*What you should do:*
Return exactly the lines below, starting with the one that has "TARGET = zipper on jacket" and going on through the one that has "TASK = place a pin on each instance of the boy".

*Data to use:*

******

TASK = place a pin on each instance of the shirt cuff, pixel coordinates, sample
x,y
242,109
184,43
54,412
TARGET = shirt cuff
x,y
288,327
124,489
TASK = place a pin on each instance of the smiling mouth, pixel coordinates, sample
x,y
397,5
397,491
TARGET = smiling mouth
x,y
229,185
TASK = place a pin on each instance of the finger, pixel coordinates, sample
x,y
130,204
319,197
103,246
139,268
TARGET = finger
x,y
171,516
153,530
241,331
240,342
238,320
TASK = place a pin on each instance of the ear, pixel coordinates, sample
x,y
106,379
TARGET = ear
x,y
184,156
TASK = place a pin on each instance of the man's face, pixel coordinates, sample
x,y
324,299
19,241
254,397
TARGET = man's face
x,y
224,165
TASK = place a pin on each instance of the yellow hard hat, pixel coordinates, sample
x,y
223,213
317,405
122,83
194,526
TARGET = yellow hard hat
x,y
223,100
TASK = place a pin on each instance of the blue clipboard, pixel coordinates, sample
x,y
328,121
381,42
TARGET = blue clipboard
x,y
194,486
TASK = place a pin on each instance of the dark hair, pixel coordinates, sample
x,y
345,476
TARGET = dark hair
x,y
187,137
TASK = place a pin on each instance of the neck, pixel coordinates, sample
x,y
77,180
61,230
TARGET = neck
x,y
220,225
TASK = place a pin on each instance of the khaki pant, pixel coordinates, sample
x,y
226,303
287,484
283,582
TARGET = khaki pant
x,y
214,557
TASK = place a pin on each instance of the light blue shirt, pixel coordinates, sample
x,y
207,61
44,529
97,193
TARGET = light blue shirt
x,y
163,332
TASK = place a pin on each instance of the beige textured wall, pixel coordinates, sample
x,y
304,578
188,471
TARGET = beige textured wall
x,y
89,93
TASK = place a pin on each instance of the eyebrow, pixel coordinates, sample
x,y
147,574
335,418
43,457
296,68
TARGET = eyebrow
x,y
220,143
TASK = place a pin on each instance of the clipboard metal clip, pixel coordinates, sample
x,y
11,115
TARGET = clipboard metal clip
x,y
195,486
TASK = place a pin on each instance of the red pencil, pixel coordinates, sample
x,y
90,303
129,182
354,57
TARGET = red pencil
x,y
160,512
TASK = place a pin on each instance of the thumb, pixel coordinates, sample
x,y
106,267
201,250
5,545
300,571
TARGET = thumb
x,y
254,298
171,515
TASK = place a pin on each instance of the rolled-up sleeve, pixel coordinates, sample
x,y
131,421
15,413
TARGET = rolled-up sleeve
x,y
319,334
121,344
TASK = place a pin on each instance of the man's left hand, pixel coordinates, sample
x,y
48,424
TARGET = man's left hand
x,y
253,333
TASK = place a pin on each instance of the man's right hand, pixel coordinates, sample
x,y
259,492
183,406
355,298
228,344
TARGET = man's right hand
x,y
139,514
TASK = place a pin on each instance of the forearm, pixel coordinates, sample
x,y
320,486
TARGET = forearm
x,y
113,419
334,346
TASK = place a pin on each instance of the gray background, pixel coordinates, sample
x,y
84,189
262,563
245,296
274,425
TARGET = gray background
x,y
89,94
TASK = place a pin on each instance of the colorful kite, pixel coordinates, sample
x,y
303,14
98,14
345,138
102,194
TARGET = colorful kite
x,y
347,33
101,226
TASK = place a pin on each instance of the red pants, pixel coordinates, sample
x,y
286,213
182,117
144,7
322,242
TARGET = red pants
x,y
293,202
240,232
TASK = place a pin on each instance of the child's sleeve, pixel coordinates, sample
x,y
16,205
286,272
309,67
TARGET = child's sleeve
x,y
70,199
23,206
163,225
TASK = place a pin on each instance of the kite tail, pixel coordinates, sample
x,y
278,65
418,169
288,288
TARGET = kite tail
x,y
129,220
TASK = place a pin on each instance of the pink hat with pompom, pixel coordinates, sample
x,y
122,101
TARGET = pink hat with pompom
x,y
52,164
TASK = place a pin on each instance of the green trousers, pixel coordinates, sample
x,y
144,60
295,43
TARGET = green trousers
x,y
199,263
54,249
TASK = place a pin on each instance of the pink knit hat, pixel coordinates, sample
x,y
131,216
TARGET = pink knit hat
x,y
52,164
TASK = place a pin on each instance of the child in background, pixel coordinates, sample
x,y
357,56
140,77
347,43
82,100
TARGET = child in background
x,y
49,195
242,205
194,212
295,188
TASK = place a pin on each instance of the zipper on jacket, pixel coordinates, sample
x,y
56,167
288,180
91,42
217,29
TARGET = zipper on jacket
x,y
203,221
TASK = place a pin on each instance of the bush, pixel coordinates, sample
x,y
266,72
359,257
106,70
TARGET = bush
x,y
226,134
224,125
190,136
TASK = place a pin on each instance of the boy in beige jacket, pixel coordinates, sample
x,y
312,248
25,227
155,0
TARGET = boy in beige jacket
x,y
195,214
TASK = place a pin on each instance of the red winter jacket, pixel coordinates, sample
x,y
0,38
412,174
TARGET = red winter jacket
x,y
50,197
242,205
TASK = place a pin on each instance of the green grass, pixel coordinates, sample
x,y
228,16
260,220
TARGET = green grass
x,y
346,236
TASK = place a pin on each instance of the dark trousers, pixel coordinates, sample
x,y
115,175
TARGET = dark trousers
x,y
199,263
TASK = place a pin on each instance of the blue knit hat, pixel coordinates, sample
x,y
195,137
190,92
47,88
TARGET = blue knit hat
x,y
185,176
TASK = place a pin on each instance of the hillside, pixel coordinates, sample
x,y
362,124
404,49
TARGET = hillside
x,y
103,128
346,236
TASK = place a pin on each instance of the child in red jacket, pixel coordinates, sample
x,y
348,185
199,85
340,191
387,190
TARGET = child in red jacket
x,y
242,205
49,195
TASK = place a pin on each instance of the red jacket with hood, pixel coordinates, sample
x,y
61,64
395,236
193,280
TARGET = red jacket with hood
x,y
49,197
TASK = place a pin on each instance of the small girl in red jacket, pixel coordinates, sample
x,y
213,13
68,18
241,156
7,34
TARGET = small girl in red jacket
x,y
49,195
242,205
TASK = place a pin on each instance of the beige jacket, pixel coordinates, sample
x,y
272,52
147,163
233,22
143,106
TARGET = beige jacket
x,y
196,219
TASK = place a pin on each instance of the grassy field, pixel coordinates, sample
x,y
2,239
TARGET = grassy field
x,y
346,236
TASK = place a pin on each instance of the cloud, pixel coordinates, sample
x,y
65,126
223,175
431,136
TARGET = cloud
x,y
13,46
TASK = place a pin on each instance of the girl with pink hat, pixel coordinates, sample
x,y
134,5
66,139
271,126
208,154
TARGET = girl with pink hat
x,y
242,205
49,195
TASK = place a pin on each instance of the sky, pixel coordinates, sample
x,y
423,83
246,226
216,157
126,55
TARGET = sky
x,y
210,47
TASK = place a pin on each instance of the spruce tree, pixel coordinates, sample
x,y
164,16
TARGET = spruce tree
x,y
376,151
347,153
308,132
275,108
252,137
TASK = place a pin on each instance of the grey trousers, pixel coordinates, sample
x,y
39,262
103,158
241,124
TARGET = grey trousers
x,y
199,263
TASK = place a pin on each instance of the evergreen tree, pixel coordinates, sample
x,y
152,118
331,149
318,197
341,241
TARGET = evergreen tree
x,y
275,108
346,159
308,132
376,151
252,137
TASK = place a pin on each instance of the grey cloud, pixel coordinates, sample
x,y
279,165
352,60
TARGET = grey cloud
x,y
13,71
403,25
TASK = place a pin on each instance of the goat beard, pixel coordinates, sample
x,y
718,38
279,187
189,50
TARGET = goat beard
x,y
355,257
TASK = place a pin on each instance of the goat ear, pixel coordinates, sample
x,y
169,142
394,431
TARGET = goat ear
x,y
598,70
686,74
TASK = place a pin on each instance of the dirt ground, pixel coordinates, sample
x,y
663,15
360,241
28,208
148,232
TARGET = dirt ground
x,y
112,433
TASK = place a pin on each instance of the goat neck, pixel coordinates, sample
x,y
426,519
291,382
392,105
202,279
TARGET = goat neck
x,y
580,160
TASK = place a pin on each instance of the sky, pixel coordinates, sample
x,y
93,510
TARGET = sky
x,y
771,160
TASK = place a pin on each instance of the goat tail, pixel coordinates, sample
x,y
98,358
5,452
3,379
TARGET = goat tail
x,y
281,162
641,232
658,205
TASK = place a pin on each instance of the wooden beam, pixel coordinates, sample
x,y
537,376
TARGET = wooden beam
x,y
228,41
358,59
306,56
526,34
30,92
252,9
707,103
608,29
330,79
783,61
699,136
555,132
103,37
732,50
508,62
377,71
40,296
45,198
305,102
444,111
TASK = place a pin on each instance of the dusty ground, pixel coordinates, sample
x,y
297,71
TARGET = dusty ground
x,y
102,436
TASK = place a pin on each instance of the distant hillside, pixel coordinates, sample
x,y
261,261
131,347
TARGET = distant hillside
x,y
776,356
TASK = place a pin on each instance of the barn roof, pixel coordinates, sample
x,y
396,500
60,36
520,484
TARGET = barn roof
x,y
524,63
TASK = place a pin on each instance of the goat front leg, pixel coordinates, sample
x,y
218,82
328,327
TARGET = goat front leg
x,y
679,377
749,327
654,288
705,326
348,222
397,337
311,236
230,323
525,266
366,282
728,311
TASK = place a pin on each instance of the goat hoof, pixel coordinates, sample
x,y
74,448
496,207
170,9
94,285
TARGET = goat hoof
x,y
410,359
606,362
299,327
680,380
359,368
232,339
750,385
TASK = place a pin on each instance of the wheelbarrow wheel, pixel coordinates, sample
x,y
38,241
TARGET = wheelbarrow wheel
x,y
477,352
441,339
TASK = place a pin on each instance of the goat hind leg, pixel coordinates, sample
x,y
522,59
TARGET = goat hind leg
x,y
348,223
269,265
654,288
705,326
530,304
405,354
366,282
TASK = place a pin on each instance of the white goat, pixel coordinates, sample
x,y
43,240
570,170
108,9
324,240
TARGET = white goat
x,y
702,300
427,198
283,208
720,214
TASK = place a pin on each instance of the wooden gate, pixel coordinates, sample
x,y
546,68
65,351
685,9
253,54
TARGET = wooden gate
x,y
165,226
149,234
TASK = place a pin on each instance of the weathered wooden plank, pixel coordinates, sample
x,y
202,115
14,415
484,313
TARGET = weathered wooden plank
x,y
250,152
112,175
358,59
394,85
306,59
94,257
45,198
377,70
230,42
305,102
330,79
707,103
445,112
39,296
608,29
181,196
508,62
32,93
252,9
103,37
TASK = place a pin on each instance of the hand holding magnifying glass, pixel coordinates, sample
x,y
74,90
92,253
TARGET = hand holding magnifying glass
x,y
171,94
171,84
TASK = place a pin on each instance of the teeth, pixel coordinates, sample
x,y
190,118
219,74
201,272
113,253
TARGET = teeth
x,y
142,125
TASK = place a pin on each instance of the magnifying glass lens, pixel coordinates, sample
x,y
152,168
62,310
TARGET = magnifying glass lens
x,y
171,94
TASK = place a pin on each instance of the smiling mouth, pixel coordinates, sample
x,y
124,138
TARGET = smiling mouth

******

*Problem solution:*
TARGET = zipper on jacket
x,y
203,221
TASK = place a pin on each instance of the bush, pixel coordinates, sample
x,y
266,72
359,257
106,70
TARGET = bush
x,y
226,134
224,125
190,136
TASK = place a pin on each instance of the boy in beige jacket, pixel coordinates, sample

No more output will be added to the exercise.